*** Dataset excerpts ***

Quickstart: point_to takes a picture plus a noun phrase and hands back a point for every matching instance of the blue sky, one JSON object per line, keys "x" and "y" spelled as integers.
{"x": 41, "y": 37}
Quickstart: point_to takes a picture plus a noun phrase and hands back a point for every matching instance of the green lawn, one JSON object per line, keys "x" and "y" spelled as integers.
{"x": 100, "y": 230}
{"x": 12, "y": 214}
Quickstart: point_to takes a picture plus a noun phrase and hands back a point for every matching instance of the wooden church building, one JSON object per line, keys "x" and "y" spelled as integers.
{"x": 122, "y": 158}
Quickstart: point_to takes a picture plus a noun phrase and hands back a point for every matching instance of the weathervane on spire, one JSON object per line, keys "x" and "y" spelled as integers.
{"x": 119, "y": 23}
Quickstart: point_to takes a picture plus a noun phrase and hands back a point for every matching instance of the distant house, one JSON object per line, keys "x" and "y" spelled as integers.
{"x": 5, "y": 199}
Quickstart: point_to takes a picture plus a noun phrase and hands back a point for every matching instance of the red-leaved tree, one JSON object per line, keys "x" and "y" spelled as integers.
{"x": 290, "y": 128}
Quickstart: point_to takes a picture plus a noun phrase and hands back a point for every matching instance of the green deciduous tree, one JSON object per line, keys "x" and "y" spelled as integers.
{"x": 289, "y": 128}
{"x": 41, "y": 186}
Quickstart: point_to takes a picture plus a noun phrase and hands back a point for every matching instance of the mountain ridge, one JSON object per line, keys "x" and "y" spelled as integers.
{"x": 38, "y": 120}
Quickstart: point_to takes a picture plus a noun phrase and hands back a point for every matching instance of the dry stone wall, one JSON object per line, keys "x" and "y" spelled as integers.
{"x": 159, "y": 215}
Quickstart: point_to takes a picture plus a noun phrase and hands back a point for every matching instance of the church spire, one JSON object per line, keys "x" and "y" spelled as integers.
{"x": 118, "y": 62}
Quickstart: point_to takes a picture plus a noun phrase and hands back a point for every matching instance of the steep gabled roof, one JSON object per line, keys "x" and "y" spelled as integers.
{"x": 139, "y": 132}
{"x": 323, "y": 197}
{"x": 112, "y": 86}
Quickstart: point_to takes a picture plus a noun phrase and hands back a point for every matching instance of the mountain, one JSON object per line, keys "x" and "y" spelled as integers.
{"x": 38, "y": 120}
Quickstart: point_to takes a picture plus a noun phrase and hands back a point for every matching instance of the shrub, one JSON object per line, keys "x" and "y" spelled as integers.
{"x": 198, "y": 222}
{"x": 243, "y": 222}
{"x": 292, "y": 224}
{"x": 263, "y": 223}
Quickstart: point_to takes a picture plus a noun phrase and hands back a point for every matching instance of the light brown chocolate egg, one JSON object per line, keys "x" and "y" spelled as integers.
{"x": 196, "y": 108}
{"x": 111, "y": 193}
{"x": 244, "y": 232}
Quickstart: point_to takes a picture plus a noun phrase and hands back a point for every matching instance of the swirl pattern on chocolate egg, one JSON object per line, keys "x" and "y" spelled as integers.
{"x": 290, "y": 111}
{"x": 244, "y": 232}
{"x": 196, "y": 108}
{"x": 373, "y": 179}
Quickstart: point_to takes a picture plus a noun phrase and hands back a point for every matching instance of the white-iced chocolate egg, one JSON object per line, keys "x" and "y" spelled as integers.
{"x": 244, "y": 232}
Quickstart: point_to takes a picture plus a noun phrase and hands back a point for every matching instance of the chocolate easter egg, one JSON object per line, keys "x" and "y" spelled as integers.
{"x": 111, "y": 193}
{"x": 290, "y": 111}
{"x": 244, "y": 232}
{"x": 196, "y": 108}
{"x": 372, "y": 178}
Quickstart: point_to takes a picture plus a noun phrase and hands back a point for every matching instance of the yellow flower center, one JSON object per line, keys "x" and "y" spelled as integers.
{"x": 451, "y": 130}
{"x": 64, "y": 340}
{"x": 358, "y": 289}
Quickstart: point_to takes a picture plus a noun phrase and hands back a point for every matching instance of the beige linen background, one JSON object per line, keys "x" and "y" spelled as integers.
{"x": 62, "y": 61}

***

Request: Each entry above is to be quoted exactly.

Task solution:
Quickstart: point_to takes a picture plus a noun phrase and hands back a point for every matching instance of the blue sky, one JSON object per line, keys "x" and "y" spelled as integers.
{"x": 41, "y": 37}
Quickstart: point_to takes a picture plus a noun phrase and hands back a point for every matching instance of the green lawn, one JSON object per line, keys "x" and "y" spelled as integers.
{"x": 100, "y": 230}
{"x": 12, "y": 214}
Quickstart: point_to takes a picture plus a noun phrase and hands back a point for every matching instance of the wooden church building, one JSON object per line, keys "x" and "y" spelled as integers.
{"x": 122, "y": 158}
Quickstart: point_to takes a picture plus a noun phrase and hands back a point for every matching instance of the weathervane on spire, one JSON object per line, keys "x" and "y" spelled as integers.
{"x": 119, "y": 23}
Quickstart: point_to takes a picture plus a noun phrase and hands back a point for every matching instance of the distant house, one JSON object per line, keys "x" and "y" spelled as integers.
{"x": 5, "y": 199}
Quickstart: point_to takes a picture plus a noun phrase and hands back a point for every matching instance of the red-leaved tree, one JSON object per line, keys "x" and "y" spelled as integers.
{"x": 290, "y": 128}
Quickstart: point_to takes a picture plus a noun phrase and hands back a point for every matching instance of the green deciduous tree, one JSON object per line, keys "x" and "y" spelled as integers.
{"x": 289, "y": 128}
{"x": 41, "y": 186}
Quickstart: point_to takes a picture plus a noun phrase and hands back a point for every matching instance of the mountain ridge, one JSON object per line, keys "x" and "y" spelled as integers.
{"x": 38, "y": 120}
Quickstart: point_to takes a picture plus a noun phrase and hands back a point for every matching instance of the dry stone wall, one JSON object per line, keys "x" and "y" spelled as integers.
{"x": 159, "y": 215}
Quickstart: point_to takes a picture plus a noun phrase and hands back a point for every matching instance of the church spire, one JSON object per line, keys "x" and "y" spelled as integers.
{"x": 118, "y": 62}
Quickstart: point_to takes a picture plus a noun phrase and hands back a point for every matching instance of the steep gabled roof, one JSON object per line, keys "x" and "y" spelled as integers.
{"x": 139, "y": 132}
{"x": 323, "y": 197}
{"x": 112, "y": 86}
Quickstart: point_to takes a picture plus a noun phrase and hands back a point for every matching instance of the mountain, one JSON object per line, keys "x" and "y" spelled as integers.
{"x": 38, "y": 120}
Quickstart: point_to takes a picture plus a noun phrase and hands back a point for every matching instance of the shrub, one JSON object per line, keys "x" and "y" spelled as integers.
{"x": 198, "y": 222}
{"x": 243, "y": 222}
{"x": 292, "y": 224}
{"x": 263, "y": 223}
Quickstart: point_to takes a picture plus a noun phrase and hands back a point for every matching instance of the light brown chocolate egg, one JSON object per line, keys "x" and "y" spelled as integers.
{"x": 196, "y": 108}
{"x": 111, "y": 193}
{"x": 244, "y": 232}
Quickstart: point_to takes a picture plus a noun phrase and hands back a point for every matching instance of the swirl pattern on chocolate egg, one JSON object per line, keys "x" and "y" spelled as integers.
{"x": 290, "y": 111}
{"x": 244, "y": 232}
{"x": 196, "y": 108}
{"x": 373, "y": 179}
Quickstart: point_to takes a picture plus a noun phrase and hands back a point for every matching instance of the white-iced chocolate egg, one JSON object per line, keys "x" and "y" spelled as integers.
{"x": 244, "y": 232}
Quickstart: point_to takes a picture plus a noun phrase and hands back a point for every matching instance of the chocolate easter egg, one JSON object per line, keys "x" and "y" spelled as integers.
{"x": 111, "y": 193}
{"x": 290, "y": 111}
{"x": 244, "y": 232}
{"x": 196, "y": 108}
{"x": 372, "y": 178}
Quickstart: point_to takes a picture plus a noun phrase and hands back a point for every matching instance of the yellow flower center, one JSON object per line, keys "x" and "y" spelled as integers.
{"x": 451, "y": 130}
{"x": 64, "y": 340}
{"x": 358, "y": 289}
Quickstart: point_to takes a picture plus a noun phrase and hands back a point for every matching instance of the beige linen background, one JSON object per line, keys "x" and "y" spelled as integers.
{"x": 62, "y": 61}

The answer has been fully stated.